Written task: Copy the stretch of data from the very start through the line that contains "[[117, 129]]", with "thickest" changed to "widest" and everything else kept the same. Leave out the pictures.
######
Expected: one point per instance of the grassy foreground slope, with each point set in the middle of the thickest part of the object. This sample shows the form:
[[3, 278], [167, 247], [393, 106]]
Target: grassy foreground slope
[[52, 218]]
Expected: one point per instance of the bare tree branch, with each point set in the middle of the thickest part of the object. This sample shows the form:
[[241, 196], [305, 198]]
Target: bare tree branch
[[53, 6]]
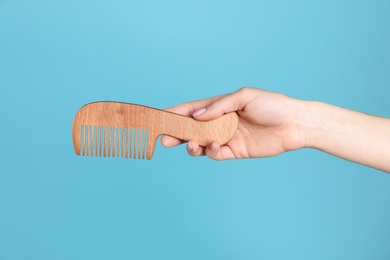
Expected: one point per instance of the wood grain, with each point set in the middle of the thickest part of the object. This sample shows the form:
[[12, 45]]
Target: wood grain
[[130, 131]]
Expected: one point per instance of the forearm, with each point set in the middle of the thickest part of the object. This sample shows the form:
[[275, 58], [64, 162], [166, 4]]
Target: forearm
[[348, 134]]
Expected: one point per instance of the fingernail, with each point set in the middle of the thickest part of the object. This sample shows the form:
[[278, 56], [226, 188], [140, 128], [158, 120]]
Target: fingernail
[[213, 146], [189, 147], [199, 112]]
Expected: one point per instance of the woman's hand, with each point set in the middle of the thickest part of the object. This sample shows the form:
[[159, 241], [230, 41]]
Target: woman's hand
[[271, 123], [267, 124]]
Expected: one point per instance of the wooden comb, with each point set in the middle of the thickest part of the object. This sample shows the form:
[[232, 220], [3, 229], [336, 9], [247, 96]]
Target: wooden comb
[[117, 129]]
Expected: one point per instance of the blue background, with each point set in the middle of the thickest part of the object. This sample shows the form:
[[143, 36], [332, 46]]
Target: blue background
[[55, 56]]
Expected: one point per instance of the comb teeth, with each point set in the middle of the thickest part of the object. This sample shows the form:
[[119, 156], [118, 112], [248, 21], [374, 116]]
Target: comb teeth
[[106, 141]]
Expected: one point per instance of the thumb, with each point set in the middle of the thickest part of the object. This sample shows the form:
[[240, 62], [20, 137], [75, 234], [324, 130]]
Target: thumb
[[226, 104]]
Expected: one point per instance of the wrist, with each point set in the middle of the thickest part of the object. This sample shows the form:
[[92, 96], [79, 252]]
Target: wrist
[[308, 122]]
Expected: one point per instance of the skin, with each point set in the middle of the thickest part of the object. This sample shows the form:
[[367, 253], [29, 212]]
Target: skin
[[271, 123]]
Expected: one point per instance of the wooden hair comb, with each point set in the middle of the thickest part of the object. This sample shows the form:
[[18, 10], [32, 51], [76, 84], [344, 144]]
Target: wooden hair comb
[[127, 130]]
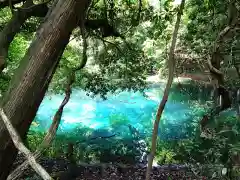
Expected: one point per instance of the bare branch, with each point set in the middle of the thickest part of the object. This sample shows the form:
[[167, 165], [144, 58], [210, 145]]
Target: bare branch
[[161, 106], [20, 146], [33, 6], [58, 115]]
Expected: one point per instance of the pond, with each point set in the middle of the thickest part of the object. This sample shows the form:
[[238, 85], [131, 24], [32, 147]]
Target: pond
[[126, 111]]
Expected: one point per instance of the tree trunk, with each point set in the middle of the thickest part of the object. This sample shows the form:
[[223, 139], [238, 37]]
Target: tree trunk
[[32, 78], [13, 27], [171, 66]]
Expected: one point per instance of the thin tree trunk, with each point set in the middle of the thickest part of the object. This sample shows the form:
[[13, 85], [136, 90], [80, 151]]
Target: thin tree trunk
[[13, 27], [171, 65], [19, 144], [32, 78]]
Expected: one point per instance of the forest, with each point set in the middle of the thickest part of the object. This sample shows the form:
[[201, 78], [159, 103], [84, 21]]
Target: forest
[[119, 89]]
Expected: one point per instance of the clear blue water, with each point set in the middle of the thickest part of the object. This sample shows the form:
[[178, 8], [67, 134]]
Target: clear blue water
[[132, 108]]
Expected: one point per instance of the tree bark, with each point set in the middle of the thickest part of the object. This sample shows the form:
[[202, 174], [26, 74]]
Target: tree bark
[[171, 66], [32, 78], [5, 3], [13, 27]]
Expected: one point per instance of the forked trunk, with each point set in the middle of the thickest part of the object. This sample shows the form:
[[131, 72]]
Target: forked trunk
[[32, 78]]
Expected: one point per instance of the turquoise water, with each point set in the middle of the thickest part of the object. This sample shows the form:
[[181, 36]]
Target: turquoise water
[[134, 108]]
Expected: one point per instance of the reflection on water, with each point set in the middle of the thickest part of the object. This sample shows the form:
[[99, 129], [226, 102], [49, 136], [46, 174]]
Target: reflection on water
[[132, 108]]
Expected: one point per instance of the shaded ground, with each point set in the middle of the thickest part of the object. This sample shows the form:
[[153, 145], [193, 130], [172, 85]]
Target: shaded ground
[[63, 170]]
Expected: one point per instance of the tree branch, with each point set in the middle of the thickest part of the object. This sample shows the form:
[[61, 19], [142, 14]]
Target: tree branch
[[13, 27], [20, 146], [5, 3], [58, 115], [161, 106]]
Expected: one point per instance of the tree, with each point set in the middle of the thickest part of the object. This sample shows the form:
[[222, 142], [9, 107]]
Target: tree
[[171, 65], [31, 81]]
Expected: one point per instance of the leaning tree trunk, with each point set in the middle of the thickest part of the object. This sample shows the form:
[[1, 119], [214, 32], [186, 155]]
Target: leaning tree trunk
[[32, 78]]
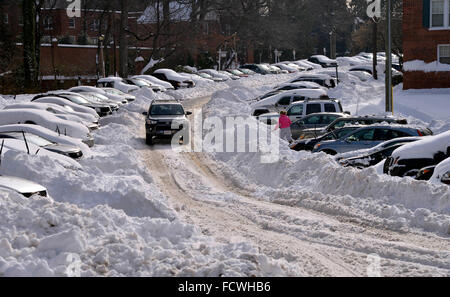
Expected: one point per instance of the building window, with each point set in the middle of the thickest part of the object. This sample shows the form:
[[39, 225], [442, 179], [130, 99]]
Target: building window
[[71, 23], [440, 13], [444, 54], [95, 25], [48, 23]]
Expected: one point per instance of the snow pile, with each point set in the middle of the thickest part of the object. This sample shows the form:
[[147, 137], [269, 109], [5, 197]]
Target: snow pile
[[315, 181], [108, 218], [61, 239], [419, 65]]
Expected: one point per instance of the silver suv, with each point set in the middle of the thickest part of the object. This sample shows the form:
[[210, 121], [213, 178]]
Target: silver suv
[[165, 120]]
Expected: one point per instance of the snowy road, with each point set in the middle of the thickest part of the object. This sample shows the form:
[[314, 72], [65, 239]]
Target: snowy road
[[318, 244]]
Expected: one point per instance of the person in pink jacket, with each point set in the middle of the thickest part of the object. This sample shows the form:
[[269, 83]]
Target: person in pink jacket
[[284, 123]]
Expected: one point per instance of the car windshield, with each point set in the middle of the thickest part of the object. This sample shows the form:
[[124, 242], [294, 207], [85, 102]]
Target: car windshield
[[77, 99], [31, 138], [169, 109], [140, 83]]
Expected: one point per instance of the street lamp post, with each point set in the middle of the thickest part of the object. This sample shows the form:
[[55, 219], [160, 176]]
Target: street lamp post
[[102, 59], [389, 99]]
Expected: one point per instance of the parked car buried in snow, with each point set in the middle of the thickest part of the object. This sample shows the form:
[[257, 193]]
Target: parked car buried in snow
[[22, 186], [409, 159], [47, 120], [365, 138]]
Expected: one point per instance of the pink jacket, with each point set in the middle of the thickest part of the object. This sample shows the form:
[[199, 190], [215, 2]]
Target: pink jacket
[[284, 122]]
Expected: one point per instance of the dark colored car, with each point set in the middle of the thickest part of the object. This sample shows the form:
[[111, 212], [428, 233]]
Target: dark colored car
[[165, 119], [257, 68], [411, 166], [366, 138], [315, 120], [354, 121], [308, 144], [370, 159]]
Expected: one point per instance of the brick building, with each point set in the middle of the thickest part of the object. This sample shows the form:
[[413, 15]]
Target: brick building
[[71, 48], [426, 44]]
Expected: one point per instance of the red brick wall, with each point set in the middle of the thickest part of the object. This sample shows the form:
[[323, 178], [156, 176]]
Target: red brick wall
[[420, 43]]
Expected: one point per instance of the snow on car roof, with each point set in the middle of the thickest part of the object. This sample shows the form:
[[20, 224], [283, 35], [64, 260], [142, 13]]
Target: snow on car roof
[[425, 148], [441, 169]]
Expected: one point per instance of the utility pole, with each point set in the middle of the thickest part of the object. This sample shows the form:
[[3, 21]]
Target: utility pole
[[389, 101]]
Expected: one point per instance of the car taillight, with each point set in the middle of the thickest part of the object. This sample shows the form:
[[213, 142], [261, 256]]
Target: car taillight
[[446, 178]]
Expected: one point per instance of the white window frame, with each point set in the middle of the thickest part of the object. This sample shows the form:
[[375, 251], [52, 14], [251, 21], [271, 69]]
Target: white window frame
[[74, 23], [446, 16], [438, 53]]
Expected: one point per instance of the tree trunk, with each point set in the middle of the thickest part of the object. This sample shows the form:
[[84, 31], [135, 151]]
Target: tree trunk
[[375, 49], [123, 40], [29, 44]]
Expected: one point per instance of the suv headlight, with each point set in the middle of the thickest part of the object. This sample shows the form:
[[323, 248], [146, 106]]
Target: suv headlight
[[151, 122], [446, 178]]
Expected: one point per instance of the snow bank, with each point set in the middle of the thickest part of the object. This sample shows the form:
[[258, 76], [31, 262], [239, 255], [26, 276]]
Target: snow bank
[[419, 65], [108, 218], [315, 181]]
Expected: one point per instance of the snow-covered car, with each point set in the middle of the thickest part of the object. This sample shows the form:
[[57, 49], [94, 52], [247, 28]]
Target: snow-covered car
[[99, 98], [306, 65], [62, 149], [47, 120], [283, 100], [209, 77], [87, 89], [259, 69], [366, 138], [165, 119], [314, 120], [22, 186], [177, 81], [247, 71], [308, 144], [322, 79], [299, 85], [155, 81], [409, 159], [128, 97], [237, 72], [442, 173], [287, 68], [370, 157], [117, 83], [142, 83], [324, 61], [49, 135], [216, 74], [76, 101], [60, 112], [19, 145], [352, 121]]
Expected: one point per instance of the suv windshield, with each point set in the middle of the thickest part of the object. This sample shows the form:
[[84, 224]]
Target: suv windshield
[[169, 109]]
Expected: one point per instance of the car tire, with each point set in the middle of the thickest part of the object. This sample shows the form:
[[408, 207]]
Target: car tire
[[329, 152], [149, 140]]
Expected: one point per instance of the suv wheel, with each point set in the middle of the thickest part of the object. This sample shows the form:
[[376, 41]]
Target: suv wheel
[[149, 139]]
######
Task output:
Expected: one point per instance of the grassy foreground slope, with each point set in the middle of the widest part of the object. This sample shows the form:
[[3, 278], [167, 247], [393, 106]]
Target: grassy foreground slope
[[52, 218]]
Expected: one point per instance of the bare tree branch, with each point set in the middle of the widest part of the object. This sample shows the form:
[[241, 196], [305, 198]]
Target: bare tree branch
[[53, 6]]
Expected: one point per instance of the wood grain, with each point set in the middle of the widest part of the object. This sample shows the form:
[[12, 45]]
Target: wood grain
[[130, 131]]
Expected: one point per instance of the forearm, with each point set in the middle of the widest part of the object. This sample shows the form:
[[275, 58], [64, 162], [166, 4]]
Target: forearm
[[348, 134]]
Expected: one point per instance of the fingernail, with each point set in the middle of the widest part of the object. This sample shows the form:
[[278, 56], [226, 188], [140, 128], [158, 120]]
Target: fingernail
[[213, 146], [189, 147], [199, 112]]
Expected: one point per instance of the woman's hand, with each point set in the middle of the widest part of the object. This sample shows the form:
[[159, 241], [230, 41]]
Target: woman's hand
[[271, 123], [267, 124]]
Expected: one point per instance of the wooden comb, with each point set in the middle of the widest part of the object. This sample shows the form:
[[232, 220], [3, 229], [336, 9], [247, 96]]
Target: wooden comb
[[117, 129]]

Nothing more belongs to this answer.